### How to complete this task
Render the stretch from the start of the data through the line containing "positive clicks: (42, 197)" as a Markdown table with the columns Row and Line, leaving out blank lines.

[Data under study Boundary: Start]

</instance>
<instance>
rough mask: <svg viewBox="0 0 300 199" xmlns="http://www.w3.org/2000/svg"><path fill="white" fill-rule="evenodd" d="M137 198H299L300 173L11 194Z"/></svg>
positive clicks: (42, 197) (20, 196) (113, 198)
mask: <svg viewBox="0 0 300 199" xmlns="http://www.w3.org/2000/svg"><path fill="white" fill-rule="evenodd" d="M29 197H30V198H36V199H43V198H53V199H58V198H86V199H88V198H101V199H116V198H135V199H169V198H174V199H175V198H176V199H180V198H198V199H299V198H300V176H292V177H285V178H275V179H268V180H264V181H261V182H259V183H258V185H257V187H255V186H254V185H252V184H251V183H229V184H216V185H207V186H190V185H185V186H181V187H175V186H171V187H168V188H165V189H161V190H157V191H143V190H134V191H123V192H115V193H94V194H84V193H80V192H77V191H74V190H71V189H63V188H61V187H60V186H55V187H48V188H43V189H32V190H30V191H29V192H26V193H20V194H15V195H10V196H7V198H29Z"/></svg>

[Data under study Boundary: End]

### Reply
| Row | Line |
|---|---|
| 1 | </instance> |
| 2 | <instance> |
| 3 | rough mask: <svg viewBox="0 0 300 199" xmlns="http://www.w3.org/2000/svg"><path fill="white" fill-rule="evenodd" d="M137 198H299L300 173L11 194Z"/></svg> |
| 4 | positive clicks: (42, 197) (20, 196) (113, 198) |